### What the task asks
Please rewrite every line of the data from the line containing "Tag rocky outcrop" through the line containing "200, 112, 221, 127", adding 138 to each bounding box coordinate given as an answer and leaving the sample coordinates unchanged.

### Exercise materials
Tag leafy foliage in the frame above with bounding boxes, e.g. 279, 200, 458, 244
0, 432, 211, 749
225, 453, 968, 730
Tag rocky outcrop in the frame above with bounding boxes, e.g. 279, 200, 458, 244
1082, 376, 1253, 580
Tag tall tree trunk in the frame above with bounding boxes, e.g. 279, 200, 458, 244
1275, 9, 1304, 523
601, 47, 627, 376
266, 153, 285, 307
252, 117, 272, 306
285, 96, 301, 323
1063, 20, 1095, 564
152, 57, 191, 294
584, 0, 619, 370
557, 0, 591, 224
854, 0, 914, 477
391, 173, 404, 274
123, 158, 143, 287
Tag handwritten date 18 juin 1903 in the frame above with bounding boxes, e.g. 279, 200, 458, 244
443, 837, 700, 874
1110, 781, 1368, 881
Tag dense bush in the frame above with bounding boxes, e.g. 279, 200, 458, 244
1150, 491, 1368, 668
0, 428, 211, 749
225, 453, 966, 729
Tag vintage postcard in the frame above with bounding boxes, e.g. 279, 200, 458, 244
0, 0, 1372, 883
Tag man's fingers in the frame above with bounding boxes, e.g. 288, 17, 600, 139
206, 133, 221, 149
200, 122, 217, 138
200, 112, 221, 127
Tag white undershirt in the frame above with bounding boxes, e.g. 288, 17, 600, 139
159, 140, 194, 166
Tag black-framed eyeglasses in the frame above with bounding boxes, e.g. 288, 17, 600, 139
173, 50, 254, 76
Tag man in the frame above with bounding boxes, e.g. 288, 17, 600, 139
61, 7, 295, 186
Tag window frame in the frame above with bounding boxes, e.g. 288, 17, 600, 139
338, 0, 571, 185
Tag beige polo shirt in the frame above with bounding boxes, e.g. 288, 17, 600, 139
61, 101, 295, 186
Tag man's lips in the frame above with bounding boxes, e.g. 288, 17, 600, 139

### The completed task
Tag rocky outcrop in the frame above with bounding boxes, e.g. 279, 200, 458, 244
1220, 514, 1391, 718
Tag tall tree trunk in the frame above with bounding boxes, e.g. 279, 200, 458, 244
1413, 147, 1442, 661
739, 185, 765, 514
404, 291, 423, 445
390, 255, 410, 444
423, 234, 439, 461
1201, 158, 1233, 702
290, 195, 329, 432
722, 138, 757, 508
695, 138, 729, 362
992, 138, 1052, 615
529, 311, 542, 412
261, 296, 281, 425
Tag handwritten date 18 juin 1903 in the frame above with bounding boxes, e.g. 279, 200, 458, 244
581, 975, 838, 1012
1248, 919, 1506, 1019
Tag dense bush in the frame above with bounding boxes, e.g. 279, 200, 458, 244
1288, 629, 1506, 806
138, 566, 349, 887
363, 591, 1104, 867
Tag vintage postcard in the frame above with bounding boxes, e.g. 279, 200, 458, 244
138, 138, 1510, 1021
Tag man's fingers in the frame above with bounding boxes, e.g. 288, 17, 600, 139
344, 271, 359, 287
338, 260, 355, 276
338, 250, 359, 265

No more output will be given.